### What you have to do
Please copy out the entries below exactly, beginning with the line that contains "Target: distant ridge" and ending with the line that contains "Target: spiky rosette", and include nothing outside that span.
○ ○ ○ ○ ○ ○ ○
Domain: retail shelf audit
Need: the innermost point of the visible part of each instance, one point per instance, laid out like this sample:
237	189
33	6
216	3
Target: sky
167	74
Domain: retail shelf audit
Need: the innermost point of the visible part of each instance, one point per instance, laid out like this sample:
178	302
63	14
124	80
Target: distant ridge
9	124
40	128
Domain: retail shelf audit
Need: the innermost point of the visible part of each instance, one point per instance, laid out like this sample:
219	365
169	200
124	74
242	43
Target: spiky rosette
○ ○ ○ ○ ○ ○ ○
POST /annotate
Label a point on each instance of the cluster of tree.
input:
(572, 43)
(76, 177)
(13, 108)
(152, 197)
○ ○ ○ ○ ○ ○ ○
### Solution to this task
Target: distant ridge
9	124
40	128
Domain: retail shelf audit
Need: the innermost point of the visible part of each instance, one point per instance, laid out like this sample:
219	365
169	200
124	74
242	43
Target: spiky rosette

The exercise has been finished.